PASSAGE GIVEN
# # # # #

Layout Data Structures:Corner Stitching Extensions

Corner Stitching Extensions

Expanded Rectangles

Expanded rectangles [10] expands solid tiles in the corner stitching data structure so that each tile contains solid material and the empty space around it. No extra tiles are needed to represent empty space. Thus, there are fewer tiles than in corner stitching. However, each tile now requires 44 rather than 28 bytes because additional fields are needed to store the coordinates of the solid portion of the tile. It was determined that expanded rectangles required less memory than corner stitching when the ratio of vacant to solid tiles in corner stitching was greater than 0.414. Operations on the expanded rectangles data structure are similar to those in corner stitching.

Trapezoidal Tiles

Marple et al [11] developed a layout system called “Tailor” that was similar to MAGIC except that it allowed 45 degree layout. Thus, rectangular tiles were replaced by trapezoidal tiles. There are 9 types of trapezoidal tiles as shown in Figure 52.7. An additional field that stores the type of trapezoidal tile is used. The operations on Tailor are similar to those in MAGIC and are implemented in a similar way. It is possible to extend these techniques to arbitrary angles making it possible to describe arbitrary polygonal shapes.

# # # # #

EXTRACTED MATERIAL
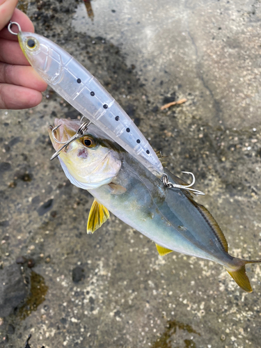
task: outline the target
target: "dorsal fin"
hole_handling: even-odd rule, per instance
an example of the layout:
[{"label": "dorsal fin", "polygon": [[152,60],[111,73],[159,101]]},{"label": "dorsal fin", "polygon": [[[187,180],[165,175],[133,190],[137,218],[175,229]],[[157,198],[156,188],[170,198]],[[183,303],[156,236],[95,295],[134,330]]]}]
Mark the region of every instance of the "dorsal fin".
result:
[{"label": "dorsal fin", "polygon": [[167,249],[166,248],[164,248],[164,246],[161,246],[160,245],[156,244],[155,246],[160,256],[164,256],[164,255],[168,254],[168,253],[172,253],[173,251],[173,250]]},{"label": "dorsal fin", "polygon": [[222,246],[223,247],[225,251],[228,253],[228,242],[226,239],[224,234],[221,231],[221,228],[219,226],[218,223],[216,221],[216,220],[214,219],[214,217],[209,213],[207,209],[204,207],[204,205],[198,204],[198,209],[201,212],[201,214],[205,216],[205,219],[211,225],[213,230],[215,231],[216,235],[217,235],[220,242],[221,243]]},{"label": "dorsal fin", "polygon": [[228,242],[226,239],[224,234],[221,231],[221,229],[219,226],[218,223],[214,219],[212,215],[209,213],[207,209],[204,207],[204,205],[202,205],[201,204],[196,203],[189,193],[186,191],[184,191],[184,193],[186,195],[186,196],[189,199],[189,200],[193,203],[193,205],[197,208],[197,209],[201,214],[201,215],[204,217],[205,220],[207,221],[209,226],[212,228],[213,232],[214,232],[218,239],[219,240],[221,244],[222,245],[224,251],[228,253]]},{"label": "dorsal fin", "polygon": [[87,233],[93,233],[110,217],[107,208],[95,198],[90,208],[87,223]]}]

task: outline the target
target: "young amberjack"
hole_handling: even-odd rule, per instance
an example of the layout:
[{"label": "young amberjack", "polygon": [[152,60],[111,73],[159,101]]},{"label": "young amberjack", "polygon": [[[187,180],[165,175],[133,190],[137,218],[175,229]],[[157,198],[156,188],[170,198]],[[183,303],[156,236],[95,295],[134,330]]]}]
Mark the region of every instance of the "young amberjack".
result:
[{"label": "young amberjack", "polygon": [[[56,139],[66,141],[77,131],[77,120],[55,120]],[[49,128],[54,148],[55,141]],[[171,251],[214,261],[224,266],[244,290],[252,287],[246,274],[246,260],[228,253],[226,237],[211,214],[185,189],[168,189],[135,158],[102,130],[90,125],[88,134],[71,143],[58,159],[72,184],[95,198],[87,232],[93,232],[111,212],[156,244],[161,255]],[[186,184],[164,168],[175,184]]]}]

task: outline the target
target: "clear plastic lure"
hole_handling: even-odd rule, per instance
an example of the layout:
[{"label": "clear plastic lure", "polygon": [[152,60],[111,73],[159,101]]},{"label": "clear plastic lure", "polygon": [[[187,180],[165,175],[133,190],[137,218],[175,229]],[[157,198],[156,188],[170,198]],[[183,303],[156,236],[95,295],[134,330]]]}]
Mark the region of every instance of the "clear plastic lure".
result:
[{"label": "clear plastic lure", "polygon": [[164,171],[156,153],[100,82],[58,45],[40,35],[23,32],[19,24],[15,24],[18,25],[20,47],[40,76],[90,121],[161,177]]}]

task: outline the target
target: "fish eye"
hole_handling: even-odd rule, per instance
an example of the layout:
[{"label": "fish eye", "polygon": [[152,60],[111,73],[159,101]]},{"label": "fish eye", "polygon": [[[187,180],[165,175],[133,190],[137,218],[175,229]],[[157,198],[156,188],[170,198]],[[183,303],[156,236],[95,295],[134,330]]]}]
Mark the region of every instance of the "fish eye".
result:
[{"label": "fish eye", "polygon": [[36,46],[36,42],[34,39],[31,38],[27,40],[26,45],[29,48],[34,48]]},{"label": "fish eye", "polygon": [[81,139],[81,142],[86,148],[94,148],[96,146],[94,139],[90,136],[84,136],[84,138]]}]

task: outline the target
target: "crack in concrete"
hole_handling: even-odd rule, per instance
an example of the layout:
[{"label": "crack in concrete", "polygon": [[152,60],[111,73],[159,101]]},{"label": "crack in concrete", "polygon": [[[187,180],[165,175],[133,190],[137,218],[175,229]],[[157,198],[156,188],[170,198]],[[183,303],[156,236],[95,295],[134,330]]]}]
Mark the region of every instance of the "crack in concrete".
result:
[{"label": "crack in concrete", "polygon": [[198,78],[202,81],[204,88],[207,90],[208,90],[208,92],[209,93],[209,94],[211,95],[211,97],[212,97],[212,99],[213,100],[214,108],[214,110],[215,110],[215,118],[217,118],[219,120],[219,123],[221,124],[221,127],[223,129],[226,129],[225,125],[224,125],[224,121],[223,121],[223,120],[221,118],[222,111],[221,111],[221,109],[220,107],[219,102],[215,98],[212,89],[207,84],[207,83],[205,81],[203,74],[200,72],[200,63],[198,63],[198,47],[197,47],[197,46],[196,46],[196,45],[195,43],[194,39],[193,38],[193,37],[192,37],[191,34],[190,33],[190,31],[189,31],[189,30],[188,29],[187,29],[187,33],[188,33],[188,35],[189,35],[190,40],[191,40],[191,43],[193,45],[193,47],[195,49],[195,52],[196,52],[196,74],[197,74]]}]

# # # # #

PROBLEMS
[A] Answer these about the corner stitching extensions passage, one line each:
(i) How many bytes does each tile take in expanded rectangles, compared with corner stitching?
(ii) Above what ratio of vacant to solid tiles in corner stitching did expanded rectangles need less memory?
(iii) How many types of trapezoidal tiles does Tailor have?
[B] Carry on the passage on corner stitching extensions after its final sentence.

ANSWERS IN ORDER
[A]
(i) 44 bytes, rather than 28 in corner stitching.
(ii) 0.414.
(iii) 9.

[B]
Curved Tiles

S´equin and Fac¸anha [12] proposed two generalizations to geometries including circles and arbitrary curved shapes, which arise in microelectromechanical systems (MEMS). As with its corner stitching-based predecessors, the layout area is decomposed in a horizontally maximal fashion into tiles. Consequently, tiles have upper and lower horizontal sides. Their left and right sides are represented by parameterized cubic Bezier curves or by composite paths composed of linear, circular, and spline segments. Strategies for reducing storage by minimizing the number of tiles and curve-sharing among tiles are discussed.

L-shaped Tiles

Mehta and Blust [13] extended Ousterhout’s corner stitching data structure to directly represent L- and other simple rectilinear shapes without partitioning them into rectangles. This results in a data structure that is topologically different from the other versions of corner stitching described above. A key property of this L-shaped corner stitching (LCS) data structure is that

1. All vacant tiles are either rectangles or L- shapes.

2. No two vacant tiles in the layout can be merged to form a vacant rectangle or L-shaped tile.

Figure 52.8 shows three possible configurations for the same set of solid tiles.

There are four L-shape types (Figure 52.9), one for each orientation of the L-shape. The L-shapes are numbered according to the quadrant represented by the two lines meeting at the single concave corner of the L-shape.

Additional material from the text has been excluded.